-- What you are asked to do --
In the entries that follow, find each line with the word "rough" and copy it.

Information given START

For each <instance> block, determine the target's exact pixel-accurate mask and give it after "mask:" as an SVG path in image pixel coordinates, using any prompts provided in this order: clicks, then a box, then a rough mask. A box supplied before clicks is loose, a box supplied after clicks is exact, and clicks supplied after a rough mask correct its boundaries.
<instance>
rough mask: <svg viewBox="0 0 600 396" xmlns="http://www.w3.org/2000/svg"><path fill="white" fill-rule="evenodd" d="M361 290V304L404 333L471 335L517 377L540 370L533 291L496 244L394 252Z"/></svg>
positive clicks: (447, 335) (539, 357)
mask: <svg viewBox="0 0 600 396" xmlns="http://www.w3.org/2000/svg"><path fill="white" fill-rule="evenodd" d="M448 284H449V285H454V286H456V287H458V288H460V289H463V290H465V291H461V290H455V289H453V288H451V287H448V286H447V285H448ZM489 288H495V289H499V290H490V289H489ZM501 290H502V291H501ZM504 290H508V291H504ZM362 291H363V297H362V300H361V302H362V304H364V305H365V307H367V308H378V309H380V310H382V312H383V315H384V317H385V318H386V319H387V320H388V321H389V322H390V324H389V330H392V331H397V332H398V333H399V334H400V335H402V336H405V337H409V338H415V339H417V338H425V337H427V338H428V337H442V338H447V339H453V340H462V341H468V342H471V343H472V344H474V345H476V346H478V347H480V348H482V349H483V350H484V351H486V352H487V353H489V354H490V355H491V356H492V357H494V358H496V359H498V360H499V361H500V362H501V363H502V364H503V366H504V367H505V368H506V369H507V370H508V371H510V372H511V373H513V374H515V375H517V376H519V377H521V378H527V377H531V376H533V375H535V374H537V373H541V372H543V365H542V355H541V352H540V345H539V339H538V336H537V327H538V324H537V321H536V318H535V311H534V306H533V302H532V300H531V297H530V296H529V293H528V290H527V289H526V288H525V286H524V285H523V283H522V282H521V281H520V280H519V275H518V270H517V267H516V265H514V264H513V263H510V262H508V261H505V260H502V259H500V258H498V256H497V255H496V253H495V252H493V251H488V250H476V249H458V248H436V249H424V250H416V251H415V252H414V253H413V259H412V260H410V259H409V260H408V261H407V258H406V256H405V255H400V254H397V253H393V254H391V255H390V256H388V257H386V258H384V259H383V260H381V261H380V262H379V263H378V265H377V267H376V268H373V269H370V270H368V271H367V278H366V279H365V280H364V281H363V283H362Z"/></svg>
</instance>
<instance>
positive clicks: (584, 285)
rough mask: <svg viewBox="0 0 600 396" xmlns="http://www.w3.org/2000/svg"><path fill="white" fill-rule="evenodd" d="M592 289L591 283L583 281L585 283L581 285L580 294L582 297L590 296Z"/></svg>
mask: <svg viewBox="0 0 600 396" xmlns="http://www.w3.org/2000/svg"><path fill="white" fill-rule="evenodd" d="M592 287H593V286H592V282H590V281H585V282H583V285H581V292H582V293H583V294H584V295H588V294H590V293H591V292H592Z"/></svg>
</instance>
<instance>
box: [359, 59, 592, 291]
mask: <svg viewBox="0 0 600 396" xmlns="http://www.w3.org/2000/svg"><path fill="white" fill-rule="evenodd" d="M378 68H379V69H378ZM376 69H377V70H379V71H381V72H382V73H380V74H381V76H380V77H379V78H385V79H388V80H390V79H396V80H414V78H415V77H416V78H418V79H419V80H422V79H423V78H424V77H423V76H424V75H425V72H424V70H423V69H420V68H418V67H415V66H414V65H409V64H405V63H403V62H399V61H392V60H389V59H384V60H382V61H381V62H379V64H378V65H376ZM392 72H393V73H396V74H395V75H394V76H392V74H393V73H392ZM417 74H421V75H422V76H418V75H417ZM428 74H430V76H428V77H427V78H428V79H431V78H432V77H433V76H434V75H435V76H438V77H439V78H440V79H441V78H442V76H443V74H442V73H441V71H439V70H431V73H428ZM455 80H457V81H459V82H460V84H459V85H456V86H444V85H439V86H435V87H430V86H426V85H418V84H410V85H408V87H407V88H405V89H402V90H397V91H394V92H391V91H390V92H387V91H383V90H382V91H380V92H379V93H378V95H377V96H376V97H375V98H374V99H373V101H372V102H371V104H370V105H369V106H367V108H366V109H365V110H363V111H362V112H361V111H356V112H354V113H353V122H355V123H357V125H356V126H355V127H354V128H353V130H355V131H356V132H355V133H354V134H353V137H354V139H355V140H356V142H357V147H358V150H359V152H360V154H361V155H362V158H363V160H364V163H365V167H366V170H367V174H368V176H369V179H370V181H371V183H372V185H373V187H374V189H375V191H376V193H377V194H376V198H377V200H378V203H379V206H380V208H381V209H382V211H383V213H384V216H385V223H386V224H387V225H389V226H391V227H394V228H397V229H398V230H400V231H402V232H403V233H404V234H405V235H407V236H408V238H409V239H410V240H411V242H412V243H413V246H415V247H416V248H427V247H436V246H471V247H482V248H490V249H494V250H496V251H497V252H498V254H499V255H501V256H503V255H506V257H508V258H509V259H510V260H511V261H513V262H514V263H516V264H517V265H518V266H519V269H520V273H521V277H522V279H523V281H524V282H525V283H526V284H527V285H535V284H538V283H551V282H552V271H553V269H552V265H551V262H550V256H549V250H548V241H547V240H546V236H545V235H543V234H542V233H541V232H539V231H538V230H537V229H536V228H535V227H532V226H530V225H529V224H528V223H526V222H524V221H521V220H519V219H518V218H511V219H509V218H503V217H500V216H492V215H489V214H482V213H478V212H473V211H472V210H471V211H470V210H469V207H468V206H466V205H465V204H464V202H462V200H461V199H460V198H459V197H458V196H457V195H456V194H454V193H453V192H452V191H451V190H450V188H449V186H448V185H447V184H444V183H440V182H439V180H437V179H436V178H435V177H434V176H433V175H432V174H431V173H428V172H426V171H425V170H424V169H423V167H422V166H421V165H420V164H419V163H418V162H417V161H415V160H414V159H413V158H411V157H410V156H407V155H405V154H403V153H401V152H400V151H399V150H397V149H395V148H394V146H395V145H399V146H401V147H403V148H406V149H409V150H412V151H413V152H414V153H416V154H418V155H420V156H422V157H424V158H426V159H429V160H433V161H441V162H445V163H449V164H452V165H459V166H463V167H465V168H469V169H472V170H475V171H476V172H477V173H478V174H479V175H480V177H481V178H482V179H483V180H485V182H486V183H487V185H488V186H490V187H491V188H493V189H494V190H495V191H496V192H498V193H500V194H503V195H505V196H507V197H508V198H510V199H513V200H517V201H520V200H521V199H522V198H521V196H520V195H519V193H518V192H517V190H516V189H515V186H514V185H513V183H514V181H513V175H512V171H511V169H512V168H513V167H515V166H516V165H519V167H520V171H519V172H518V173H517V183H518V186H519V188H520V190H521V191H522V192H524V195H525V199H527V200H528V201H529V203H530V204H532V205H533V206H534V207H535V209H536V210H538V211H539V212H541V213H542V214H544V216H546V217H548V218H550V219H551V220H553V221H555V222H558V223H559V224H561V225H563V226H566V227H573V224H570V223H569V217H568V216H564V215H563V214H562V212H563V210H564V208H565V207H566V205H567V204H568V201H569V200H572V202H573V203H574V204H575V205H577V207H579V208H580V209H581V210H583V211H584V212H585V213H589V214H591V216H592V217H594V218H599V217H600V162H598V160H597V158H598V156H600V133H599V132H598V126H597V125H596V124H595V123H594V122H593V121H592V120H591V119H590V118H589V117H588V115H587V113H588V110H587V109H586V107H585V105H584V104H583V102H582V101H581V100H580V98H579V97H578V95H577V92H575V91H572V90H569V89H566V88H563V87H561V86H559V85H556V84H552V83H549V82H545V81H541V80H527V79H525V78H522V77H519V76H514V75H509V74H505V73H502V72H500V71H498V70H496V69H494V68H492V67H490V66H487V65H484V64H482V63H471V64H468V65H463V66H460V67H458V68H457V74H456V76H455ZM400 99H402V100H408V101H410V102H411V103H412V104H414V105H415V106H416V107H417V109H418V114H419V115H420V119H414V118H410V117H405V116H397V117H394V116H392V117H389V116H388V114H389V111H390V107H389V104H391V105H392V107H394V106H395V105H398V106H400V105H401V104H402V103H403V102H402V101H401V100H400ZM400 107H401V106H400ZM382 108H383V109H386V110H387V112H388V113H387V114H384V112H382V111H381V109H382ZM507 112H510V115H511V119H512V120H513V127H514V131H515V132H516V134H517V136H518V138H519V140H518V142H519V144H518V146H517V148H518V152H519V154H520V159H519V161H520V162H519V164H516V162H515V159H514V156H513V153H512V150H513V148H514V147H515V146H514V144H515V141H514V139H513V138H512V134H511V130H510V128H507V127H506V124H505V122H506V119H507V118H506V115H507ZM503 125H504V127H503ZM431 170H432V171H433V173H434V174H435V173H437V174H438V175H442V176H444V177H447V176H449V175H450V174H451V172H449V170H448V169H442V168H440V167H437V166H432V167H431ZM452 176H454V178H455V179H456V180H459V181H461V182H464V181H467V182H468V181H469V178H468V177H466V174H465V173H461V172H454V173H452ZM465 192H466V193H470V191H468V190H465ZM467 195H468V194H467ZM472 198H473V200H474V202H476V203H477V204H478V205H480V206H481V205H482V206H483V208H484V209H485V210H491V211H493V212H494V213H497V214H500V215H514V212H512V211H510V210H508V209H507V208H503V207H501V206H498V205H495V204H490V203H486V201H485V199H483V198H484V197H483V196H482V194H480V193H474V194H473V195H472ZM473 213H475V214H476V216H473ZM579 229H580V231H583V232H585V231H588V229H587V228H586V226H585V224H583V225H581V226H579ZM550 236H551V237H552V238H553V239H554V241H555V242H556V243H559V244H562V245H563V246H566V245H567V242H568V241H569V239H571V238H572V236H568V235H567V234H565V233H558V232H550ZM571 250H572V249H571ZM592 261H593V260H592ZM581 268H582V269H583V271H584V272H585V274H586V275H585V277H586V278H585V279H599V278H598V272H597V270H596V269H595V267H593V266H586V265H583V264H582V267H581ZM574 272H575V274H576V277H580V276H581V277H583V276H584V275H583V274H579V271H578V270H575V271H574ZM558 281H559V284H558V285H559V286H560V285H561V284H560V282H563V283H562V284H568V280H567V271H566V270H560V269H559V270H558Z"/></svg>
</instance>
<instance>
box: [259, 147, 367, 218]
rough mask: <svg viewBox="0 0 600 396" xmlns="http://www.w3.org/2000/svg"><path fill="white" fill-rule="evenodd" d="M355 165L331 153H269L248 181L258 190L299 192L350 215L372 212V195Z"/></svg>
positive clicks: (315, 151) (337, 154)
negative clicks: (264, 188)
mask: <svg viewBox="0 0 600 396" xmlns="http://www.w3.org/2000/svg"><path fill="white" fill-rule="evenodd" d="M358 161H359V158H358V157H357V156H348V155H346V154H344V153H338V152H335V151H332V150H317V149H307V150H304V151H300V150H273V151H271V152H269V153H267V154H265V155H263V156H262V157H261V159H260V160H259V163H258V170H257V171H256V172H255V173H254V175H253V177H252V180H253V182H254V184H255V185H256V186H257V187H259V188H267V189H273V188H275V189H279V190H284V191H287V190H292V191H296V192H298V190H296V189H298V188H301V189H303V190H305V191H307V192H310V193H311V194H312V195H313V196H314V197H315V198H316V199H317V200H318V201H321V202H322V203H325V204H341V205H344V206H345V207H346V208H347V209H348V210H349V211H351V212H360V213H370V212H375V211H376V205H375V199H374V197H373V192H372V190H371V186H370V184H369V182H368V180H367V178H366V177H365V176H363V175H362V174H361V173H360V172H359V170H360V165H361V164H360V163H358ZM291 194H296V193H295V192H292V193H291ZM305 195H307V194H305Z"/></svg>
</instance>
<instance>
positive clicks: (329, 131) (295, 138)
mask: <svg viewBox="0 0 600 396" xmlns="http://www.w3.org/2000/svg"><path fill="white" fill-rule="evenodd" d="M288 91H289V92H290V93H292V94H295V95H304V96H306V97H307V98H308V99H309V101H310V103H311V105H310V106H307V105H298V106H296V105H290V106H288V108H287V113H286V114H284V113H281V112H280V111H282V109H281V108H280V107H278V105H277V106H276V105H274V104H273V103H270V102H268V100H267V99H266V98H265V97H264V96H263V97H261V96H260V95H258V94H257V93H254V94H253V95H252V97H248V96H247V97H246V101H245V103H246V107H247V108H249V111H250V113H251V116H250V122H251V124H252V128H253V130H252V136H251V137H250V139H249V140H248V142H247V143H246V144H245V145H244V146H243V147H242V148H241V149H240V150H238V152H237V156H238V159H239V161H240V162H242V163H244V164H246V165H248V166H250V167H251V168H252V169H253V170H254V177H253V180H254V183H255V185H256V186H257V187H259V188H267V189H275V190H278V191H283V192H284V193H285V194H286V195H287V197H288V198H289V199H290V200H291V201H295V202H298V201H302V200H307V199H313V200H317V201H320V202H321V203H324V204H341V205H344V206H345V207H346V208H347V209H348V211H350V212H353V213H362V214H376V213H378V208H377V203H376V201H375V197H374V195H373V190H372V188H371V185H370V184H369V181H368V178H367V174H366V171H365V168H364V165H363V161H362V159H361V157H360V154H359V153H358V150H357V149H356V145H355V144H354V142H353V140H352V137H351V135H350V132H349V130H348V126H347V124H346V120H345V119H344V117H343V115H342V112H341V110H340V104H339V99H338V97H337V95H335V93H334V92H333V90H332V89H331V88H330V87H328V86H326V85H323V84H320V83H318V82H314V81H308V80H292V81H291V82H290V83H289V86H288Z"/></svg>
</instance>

Information given END

-- The completed task --
For each <instance> block, determine the target's exact pixel-accurate mask and give it after "mask:" as an SVG path in image pixel coordinates, using any prompts provided in this order: clicks, then a box, then a rough mask. A box supplied before clicks is loose, a box supplied after clicks is exact, and clicks supplied after a rough mask correct its boundaries.
rough mask: <svg viewBox="0 0 600 396" xmlns="http://www.w3.org/2000/svg"><path fill="white" fill-rule="evenodd" d="M361 290V304L404 333L471 335L517 377L540 370L533 291L496 244L394 252Z"/></svg>
rough mask: <svg viewBox="0 0 600 396" xmlns="http://www.w3.org/2000/svg"><path fill="white" fill-rule="evenodd" d="M592 289L591 283L583 281L585 283L581 285L580 294L582 297L590 296Z"/></svg>
rough mask: <svg viewBox="0 0 600 396" xmlns="http://www.w3.org/2000/svg"><path fill="white" fill-rule="evenodd" d="M355 165L331 153H269L248 181L258 190L299 192L350 215L372 212V195Z"/></svg>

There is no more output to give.